**EXERCISE DETAILS**
Below are the records. Output the stretch from the line containing "Put a dot on each instance of the power" through the line containing "column 247, row 676" verbatim, including both of those lines.

**DATASET ENTRIES**
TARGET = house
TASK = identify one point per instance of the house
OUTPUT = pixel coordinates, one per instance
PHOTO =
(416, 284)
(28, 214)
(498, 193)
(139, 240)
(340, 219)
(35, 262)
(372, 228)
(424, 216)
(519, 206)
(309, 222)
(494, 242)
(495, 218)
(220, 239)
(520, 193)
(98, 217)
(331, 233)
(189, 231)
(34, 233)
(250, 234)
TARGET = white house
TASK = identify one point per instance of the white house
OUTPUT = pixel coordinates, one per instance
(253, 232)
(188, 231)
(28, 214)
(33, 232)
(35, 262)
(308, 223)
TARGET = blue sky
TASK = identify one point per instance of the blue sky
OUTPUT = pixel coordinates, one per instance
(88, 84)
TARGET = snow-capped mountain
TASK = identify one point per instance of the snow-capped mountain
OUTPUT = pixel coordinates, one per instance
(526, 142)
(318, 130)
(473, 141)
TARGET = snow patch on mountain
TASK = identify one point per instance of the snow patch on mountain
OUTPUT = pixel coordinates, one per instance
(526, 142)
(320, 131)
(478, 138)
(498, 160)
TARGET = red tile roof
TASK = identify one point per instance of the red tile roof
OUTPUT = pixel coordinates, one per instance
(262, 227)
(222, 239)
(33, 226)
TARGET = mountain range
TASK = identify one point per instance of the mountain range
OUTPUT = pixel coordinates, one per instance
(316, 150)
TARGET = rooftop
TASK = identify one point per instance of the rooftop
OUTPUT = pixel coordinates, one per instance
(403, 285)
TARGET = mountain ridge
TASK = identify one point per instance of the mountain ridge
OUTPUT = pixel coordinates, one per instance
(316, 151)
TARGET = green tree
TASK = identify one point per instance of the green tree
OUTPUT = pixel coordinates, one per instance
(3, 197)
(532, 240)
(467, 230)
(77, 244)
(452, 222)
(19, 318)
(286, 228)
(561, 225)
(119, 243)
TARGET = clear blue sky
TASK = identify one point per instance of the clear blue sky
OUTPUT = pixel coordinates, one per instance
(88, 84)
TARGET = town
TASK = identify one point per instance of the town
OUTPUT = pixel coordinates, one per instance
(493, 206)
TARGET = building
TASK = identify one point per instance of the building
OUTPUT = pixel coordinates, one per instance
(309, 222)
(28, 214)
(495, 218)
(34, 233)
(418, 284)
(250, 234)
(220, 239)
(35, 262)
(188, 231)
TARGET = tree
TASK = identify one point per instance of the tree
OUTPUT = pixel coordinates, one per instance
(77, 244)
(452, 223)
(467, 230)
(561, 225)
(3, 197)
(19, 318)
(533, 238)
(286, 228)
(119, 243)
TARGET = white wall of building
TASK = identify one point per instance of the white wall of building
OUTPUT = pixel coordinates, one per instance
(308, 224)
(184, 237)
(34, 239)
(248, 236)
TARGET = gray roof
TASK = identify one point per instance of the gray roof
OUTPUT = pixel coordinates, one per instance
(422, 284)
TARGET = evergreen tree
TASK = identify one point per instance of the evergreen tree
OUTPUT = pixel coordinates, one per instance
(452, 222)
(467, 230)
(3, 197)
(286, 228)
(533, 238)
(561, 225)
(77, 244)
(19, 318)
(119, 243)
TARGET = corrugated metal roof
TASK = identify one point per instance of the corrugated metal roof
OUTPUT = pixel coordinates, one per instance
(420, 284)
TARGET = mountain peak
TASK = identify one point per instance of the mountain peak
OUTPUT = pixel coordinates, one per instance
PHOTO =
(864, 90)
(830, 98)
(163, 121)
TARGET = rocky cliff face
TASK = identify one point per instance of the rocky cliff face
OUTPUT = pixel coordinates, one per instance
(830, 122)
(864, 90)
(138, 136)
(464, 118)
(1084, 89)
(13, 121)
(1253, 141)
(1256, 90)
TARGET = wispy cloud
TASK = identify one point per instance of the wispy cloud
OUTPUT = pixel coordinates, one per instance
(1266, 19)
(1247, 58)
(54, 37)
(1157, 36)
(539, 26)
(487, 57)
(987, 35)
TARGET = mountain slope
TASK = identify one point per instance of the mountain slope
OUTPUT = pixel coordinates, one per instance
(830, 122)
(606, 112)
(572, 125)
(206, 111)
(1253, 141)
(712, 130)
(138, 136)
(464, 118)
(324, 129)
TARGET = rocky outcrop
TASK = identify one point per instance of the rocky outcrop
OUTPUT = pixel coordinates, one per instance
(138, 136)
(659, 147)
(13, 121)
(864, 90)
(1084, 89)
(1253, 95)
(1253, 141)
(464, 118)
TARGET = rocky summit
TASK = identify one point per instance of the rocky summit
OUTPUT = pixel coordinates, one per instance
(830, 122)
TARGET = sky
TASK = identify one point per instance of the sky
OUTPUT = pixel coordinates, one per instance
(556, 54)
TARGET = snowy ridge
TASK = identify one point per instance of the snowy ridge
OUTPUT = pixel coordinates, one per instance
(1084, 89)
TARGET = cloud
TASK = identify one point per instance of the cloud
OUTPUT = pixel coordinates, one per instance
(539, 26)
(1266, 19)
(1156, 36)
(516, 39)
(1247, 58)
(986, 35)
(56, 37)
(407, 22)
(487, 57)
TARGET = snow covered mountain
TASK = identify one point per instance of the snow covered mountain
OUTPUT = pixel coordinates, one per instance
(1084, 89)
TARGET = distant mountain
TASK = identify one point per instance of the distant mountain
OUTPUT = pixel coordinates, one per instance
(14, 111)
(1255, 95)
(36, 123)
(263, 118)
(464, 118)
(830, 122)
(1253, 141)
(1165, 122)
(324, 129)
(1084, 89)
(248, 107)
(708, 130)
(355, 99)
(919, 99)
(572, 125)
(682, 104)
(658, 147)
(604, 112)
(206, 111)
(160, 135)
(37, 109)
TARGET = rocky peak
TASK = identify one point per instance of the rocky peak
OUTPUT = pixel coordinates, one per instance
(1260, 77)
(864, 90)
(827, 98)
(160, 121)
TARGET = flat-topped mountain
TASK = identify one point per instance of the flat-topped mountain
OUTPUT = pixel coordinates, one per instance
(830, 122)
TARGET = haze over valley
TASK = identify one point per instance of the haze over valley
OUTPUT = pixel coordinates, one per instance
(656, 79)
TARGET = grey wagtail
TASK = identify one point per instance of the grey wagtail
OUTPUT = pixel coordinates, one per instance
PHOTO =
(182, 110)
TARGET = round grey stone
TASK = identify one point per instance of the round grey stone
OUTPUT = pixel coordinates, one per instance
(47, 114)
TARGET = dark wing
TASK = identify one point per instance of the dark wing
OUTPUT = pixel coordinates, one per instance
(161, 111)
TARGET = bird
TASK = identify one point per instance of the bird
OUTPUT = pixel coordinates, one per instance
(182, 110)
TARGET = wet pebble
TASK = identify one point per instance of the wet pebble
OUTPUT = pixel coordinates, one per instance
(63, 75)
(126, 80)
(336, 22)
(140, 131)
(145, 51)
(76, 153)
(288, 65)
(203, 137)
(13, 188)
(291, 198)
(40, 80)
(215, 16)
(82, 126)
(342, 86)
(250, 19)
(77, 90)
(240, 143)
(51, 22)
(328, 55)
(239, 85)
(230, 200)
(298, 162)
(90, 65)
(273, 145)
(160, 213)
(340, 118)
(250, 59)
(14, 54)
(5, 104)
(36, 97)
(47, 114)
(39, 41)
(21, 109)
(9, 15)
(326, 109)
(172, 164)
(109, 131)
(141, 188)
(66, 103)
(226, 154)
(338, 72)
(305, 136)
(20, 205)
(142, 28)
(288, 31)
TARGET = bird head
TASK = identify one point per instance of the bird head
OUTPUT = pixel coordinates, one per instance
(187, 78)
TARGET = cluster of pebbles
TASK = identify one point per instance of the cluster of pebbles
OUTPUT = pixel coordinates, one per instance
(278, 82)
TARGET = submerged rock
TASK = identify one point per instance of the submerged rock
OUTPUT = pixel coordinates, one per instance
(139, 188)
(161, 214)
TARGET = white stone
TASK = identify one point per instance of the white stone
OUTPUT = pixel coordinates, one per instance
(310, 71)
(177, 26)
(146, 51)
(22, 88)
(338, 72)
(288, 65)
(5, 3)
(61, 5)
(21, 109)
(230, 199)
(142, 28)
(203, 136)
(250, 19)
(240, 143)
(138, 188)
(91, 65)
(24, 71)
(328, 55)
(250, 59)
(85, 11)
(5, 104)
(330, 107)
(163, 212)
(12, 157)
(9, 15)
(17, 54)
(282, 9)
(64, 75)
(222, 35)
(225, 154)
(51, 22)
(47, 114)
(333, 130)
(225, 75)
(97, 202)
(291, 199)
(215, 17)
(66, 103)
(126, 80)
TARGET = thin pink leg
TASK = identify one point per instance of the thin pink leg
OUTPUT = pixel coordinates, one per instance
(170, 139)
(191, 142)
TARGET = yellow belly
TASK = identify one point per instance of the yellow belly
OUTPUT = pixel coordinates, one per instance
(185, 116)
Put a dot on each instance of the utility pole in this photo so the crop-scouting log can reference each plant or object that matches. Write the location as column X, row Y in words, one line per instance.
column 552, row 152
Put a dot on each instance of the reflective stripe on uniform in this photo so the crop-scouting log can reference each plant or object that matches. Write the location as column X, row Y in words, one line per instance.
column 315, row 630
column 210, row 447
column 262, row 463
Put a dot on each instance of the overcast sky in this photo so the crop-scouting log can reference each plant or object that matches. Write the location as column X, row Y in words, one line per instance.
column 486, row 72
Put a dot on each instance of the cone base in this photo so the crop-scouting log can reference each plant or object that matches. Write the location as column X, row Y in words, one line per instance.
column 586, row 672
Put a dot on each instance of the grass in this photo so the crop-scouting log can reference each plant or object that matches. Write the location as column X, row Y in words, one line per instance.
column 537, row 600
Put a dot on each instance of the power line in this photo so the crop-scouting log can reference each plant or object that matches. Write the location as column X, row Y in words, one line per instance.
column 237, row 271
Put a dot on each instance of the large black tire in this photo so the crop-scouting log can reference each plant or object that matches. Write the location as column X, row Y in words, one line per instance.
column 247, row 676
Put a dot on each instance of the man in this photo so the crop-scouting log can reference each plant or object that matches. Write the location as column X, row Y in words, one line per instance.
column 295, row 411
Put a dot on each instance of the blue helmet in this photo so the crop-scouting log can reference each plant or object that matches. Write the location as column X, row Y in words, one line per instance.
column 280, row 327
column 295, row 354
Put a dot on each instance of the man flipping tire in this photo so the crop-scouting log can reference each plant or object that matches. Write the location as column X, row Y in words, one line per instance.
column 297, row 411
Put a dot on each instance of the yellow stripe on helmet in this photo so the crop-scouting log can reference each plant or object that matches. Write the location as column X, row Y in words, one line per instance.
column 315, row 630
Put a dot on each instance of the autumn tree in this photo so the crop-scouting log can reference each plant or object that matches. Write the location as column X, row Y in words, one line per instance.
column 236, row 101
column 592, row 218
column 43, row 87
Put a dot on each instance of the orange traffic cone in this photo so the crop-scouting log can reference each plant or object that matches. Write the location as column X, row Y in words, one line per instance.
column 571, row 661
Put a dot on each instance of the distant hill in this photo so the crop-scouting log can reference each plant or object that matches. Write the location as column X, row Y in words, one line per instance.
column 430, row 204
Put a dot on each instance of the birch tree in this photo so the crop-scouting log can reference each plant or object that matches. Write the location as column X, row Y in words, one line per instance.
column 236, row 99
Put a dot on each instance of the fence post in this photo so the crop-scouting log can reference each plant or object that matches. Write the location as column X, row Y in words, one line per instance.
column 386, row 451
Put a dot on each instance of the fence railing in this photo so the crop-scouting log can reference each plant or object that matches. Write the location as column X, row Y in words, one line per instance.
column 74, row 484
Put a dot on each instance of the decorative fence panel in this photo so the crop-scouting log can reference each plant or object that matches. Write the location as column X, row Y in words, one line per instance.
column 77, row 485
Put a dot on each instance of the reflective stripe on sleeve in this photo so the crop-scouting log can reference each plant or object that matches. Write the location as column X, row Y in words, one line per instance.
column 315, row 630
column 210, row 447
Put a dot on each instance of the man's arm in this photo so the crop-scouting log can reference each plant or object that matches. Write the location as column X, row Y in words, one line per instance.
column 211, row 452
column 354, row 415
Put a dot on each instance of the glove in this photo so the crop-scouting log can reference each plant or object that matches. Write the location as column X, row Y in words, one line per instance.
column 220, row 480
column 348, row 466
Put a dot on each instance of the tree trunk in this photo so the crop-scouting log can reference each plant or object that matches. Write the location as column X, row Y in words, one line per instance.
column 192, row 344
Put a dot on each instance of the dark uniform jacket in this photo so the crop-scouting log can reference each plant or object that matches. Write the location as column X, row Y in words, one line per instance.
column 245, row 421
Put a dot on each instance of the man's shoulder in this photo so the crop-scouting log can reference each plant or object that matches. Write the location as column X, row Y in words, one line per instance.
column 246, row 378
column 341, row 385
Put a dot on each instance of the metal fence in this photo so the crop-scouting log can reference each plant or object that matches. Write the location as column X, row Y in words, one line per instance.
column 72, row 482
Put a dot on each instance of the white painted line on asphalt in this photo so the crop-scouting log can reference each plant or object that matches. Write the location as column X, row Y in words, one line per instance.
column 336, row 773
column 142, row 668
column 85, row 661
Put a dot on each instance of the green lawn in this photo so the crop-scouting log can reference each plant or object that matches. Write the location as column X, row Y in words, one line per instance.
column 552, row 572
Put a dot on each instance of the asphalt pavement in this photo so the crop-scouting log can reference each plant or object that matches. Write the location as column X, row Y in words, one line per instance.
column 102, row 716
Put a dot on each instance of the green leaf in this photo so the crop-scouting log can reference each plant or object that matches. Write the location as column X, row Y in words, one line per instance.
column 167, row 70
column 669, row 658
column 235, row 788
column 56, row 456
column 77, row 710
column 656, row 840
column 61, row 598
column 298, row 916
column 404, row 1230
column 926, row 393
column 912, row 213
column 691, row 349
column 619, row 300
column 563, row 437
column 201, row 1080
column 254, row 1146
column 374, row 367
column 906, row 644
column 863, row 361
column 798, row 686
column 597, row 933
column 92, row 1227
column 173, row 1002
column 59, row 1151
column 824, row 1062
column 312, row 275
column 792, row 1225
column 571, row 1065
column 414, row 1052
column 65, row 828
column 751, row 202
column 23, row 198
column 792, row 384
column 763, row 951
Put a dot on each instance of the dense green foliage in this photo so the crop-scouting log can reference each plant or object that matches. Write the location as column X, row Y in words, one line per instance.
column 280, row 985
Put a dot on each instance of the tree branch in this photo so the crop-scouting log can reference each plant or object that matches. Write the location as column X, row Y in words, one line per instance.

**TASK OUTPUT**
Put a dot on each instance of the power line in this photo so the crop-scouting log can reference each plant or object that matches. Write the location as column X, row Y in words, one line per instance.
column 237, row 271
Put a dot on each instance of the large black tire in this photo so the crop-scouting log can reference each plant or object that matches. Write the location as column X, row Y in words, one line per instance.
column 247, row 676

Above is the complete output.